Consigne: Recopiez à l'identique le passage du texte sur l'offensive israélienne contre Gaza qui commence à « Avec le développement » et se termine à « soutien politique tacite. ».

Texte source:
+++++
La déclaration par Israël d’une « guerre totale » contre une population en grande partie sans défense et à moitié affamée de 1,5 millions de personnes emprisonnées dans une bande de terre assiégée, provoque de façon justifiée la fureur et la révulsion. Il en est de même des reportages hypocrites et mensongers des médias qui ne cessent de décrire le blitz aérien d’Israël sur des appartements, des commissariats de police, des universités, des mosquées et des bâtiments officiels comme un acte de « légitime défense », mettant sur un pied d’égalité les assiégeants et les assiégés, des roquettes artisanales inefficaces et des F-16, et autres  missiles Hellfire et ‘bombes  intelligentes’ fournis par les Etats-Unis.

L’indignation et la condamnation morales d’Israël ne sont pourtant en aucune manière une réponse suffisante aux atrocités de Gaza. Ce qu’il faut avant tout c’est une perspective politique.

Une grande partie de ceux qui sont actuellement attaqués sont les enfants des réfugiés soumis à la violence et forcés par Israël de quitter leur foyer lors de sa guerre d’expansion de 1967. A cette époque, tout comme aujourd’hui, le destin tragique des Palestiniens avait été largement ignoré par les gouvernements du monde entier, tandis que leurs intérêts étaient trahis par les régimes nationalistes bourgeois arabes qui prétendaient parler en leur nom.

Avec le développement des terribles événements de Gaza de ces derniers jours, il devient clair que les gouvernements bourgeois arabes d’aujourd’hui agissent soit en complices directs dans cette attaque contre les Palestiniens soit accordent à cette attaque leur soutien politique tacite.
+++++
Éléments recensés dans un jeu de données
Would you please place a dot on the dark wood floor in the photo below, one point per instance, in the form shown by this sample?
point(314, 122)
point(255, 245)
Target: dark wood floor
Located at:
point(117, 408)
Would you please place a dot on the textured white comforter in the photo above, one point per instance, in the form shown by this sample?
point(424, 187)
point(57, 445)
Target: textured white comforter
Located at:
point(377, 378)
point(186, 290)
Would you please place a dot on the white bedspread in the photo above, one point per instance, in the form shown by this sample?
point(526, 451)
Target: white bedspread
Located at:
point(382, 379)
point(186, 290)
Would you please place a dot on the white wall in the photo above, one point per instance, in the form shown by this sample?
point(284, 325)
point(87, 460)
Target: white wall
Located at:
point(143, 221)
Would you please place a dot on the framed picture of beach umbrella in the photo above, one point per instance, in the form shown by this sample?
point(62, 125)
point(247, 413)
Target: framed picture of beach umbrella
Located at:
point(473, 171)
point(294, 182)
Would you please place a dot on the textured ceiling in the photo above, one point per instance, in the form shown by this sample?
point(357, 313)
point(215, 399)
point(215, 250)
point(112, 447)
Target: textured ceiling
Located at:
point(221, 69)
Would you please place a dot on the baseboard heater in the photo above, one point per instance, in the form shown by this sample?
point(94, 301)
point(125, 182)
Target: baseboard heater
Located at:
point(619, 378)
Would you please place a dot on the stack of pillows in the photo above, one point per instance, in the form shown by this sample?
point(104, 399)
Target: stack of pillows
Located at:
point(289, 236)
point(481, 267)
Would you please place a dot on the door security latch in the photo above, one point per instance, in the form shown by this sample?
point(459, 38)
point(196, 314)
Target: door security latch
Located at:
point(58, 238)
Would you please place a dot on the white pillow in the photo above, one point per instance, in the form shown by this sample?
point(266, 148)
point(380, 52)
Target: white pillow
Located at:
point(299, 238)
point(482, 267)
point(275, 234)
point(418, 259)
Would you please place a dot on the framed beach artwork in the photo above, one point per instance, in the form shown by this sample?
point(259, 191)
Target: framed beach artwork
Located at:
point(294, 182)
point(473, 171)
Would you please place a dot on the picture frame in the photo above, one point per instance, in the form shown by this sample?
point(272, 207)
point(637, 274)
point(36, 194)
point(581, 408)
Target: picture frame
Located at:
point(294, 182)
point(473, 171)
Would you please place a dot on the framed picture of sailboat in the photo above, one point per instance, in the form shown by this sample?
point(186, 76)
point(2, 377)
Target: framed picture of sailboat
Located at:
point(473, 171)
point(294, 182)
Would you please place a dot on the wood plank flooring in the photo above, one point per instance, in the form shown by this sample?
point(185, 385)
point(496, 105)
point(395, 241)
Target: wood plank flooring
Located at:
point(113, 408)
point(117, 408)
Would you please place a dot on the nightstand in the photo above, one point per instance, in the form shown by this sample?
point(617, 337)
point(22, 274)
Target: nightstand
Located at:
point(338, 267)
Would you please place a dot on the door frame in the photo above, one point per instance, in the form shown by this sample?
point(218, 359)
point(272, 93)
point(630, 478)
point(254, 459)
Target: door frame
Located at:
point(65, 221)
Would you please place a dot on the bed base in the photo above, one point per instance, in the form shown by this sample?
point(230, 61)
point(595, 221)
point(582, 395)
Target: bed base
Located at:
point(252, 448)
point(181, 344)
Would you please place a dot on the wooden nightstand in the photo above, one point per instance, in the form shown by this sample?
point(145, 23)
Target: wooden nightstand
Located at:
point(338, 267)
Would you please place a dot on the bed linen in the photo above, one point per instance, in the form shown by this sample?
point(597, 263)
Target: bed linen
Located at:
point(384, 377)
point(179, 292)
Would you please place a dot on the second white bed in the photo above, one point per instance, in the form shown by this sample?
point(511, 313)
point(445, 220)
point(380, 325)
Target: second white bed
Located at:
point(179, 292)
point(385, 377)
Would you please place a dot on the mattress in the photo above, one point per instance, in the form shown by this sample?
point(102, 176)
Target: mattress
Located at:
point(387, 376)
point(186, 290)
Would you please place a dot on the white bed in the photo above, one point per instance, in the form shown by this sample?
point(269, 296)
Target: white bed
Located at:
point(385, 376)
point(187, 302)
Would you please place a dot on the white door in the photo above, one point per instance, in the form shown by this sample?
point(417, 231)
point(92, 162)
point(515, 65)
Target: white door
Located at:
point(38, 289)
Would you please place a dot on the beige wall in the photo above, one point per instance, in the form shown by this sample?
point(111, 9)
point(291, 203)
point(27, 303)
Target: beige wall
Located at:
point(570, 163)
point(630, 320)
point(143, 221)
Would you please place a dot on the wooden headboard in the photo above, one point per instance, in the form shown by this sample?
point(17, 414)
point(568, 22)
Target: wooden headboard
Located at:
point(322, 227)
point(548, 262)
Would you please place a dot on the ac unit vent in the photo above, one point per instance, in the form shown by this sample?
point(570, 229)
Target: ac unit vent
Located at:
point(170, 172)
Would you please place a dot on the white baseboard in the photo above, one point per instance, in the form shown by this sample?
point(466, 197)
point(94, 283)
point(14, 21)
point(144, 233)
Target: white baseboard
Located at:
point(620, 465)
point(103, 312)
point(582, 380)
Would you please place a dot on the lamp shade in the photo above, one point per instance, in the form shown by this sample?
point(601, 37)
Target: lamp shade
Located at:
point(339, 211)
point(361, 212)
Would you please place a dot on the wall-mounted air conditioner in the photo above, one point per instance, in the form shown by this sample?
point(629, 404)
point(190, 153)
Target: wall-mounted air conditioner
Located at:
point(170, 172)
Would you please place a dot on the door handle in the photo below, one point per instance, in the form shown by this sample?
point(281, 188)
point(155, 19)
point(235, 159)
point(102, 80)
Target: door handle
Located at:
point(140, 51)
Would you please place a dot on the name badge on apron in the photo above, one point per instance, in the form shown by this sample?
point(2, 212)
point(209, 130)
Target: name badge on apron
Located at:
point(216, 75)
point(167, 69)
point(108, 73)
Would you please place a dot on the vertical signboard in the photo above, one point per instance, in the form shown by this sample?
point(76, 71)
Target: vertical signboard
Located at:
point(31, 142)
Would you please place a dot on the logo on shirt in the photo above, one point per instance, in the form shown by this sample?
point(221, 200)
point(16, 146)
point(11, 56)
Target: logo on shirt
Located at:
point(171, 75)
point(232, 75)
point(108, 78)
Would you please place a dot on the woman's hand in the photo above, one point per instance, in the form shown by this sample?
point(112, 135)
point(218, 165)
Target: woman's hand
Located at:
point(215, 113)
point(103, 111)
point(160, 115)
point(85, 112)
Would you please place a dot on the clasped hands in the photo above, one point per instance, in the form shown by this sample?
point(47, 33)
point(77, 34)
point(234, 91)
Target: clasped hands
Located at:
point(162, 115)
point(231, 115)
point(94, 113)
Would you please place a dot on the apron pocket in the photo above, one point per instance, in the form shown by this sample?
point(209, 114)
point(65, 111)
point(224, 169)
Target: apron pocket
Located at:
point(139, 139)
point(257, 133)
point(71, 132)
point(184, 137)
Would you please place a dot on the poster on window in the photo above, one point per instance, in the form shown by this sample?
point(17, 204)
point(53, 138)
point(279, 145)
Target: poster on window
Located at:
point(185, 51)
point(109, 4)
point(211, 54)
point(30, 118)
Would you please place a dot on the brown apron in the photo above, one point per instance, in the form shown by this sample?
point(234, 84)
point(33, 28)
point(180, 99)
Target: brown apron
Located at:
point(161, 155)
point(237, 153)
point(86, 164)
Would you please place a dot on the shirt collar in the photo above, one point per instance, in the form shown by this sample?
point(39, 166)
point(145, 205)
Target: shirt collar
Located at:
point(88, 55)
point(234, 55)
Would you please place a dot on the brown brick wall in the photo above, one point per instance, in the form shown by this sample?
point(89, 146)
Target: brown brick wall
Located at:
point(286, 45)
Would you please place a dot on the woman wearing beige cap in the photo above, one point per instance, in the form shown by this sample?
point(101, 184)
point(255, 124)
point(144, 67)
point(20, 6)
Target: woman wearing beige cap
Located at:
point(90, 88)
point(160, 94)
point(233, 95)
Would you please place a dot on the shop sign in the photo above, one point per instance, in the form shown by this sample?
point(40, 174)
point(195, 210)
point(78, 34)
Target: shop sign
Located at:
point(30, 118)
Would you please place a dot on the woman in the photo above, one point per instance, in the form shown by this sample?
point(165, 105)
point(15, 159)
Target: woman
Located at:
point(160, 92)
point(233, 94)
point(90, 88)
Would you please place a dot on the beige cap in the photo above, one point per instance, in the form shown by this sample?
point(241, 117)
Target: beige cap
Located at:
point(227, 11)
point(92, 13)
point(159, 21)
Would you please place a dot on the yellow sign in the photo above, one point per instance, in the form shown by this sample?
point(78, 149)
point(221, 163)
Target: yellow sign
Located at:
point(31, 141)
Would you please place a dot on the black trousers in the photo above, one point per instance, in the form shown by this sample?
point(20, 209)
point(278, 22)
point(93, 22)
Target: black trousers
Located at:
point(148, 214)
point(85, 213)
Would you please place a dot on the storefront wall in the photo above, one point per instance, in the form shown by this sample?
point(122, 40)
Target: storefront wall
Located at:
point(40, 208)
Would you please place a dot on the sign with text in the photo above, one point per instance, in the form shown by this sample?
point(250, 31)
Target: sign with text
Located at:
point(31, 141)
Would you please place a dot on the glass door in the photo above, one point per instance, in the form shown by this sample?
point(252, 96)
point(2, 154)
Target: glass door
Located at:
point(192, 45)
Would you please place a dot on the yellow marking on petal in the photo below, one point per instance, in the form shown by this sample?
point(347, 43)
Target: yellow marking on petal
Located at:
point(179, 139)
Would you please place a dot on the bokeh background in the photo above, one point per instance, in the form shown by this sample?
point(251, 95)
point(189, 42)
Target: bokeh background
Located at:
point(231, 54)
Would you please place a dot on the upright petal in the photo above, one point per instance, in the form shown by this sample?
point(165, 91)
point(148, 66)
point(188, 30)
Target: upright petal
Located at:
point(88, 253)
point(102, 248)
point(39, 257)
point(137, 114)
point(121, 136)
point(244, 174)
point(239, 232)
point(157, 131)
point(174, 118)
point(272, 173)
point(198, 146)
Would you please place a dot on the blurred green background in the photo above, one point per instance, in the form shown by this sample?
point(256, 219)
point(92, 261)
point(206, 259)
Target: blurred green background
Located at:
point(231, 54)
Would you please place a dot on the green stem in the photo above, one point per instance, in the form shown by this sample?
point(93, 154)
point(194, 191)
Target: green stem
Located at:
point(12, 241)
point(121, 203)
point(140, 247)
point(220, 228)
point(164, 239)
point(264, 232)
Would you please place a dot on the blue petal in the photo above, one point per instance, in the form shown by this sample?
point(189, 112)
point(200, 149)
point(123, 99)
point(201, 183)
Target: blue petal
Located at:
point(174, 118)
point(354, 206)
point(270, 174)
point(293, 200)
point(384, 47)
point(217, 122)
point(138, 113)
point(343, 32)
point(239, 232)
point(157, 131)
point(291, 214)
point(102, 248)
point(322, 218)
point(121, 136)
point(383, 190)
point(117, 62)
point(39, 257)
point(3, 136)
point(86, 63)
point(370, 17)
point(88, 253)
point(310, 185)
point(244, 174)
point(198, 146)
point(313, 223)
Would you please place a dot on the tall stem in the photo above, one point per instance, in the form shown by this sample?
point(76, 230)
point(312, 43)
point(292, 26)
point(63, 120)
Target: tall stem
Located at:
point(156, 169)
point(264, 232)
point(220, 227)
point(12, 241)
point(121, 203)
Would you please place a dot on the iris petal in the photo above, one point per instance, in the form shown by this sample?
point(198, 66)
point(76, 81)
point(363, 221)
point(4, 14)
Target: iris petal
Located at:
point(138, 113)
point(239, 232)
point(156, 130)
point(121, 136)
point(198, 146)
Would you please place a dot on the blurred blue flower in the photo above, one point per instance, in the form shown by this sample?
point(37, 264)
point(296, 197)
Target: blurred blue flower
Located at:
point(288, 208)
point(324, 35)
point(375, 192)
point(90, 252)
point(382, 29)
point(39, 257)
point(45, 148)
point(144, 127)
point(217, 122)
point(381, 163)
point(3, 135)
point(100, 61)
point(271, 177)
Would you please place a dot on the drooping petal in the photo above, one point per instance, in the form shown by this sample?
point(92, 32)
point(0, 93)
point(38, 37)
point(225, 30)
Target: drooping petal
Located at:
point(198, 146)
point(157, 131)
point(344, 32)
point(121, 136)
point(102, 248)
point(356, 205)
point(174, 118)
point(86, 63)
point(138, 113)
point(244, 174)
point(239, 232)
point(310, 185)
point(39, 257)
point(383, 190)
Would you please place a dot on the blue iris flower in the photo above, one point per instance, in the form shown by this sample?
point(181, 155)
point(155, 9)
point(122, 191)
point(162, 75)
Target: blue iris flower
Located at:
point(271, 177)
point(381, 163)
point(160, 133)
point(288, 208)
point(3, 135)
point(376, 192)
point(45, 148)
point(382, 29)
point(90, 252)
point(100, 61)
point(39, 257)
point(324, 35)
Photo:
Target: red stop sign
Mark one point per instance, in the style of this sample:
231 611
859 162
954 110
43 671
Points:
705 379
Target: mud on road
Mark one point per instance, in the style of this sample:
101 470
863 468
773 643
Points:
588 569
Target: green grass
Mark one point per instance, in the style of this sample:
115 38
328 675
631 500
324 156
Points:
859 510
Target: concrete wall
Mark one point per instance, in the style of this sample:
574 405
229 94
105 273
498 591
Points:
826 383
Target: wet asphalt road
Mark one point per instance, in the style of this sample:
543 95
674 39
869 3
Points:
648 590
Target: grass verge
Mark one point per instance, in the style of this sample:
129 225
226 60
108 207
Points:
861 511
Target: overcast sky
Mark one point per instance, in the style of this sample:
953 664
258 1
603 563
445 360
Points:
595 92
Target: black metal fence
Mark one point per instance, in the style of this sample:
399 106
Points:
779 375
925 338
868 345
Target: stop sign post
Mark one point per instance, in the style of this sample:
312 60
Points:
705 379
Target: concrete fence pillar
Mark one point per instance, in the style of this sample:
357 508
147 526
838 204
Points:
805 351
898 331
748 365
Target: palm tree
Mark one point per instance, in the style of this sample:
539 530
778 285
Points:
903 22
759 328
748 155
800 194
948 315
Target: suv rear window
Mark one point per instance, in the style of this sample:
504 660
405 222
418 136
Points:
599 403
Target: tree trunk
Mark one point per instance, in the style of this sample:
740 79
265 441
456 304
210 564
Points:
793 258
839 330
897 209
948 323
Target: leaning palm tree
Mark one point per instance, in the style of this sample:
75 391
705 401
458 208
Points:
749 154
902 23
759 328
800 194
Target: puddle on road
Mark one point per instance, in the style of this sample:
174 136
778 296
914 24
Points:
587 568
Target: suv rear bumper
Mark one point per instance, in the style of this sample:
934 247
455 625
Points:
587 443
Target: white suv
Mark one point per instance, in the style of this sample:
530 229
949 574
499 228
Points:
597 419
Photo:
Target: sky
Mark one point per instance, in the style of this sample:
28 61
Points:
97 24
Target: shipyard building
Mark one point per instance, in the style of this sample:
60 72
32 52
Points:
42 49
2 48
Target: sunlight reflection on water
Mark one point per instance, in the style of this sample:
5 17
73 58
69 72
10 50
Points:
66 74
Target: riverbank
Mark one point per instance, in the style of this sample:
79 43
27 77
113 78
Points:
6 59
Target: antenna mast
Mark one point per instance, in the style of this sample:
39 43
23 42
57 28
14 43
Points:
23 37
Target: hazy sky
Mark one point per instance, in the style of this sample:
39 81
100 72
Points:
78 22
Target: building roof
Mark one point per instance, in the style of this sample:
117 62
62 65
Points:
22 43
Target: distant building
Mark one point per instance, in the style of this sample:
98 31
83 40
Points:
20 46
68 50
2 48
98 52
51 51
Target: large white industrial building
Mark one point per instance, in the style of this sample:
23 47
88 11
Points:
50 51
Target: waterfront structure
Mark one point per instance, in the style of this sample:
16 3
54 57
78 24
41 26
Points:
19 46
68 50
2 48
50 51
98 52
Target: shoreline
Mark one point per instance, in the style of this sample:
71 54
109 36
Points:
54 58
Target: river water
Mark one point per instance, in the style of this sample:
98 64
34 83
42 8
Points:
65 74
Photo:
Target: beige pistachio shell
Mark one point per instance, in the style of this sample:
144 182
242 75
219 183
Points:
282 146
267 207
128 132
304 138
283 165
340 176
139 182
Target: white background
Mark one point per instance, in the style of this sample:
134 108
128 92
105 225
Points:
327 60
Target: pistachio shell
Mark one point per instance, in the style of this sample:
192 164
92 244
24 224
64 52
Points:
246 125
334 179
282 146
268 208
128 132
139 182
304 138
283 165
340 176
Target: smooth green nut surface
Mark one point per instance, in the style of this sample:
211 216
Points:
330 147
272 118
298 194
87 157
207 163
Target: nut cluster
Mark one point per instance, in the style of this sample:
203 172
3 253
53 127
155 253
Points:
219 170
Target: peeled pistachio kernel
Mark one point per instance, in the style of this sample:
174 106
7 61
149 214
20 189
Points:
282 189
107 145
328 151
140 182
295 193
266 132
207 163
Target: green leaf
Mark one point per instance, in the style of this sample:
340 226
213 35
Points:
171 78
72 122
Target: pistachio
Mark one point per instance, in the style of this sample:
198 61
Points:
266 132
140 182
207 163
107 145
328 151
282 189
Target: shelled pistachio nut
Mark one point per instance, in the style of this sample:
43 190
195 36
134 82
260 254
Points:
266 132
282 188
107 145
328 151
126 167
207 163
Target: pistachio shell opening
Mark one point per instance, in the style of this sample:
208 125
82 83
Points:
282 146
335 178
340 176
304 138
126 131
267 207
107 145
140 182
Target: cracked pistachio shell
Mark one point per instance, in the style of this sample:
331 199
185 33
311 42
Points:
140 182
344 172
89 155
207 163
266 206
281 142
+++++
Résultat final:
Avec le développement des terribles événements de Gaza de ces derniers jours, il devient clair que les gouvernements bourgeois arabes d’aujourd’hui agissent soit en complices directs dans cette attaque contre les Palestiniens soit accordent à cette attaque leur soutien politique tacite.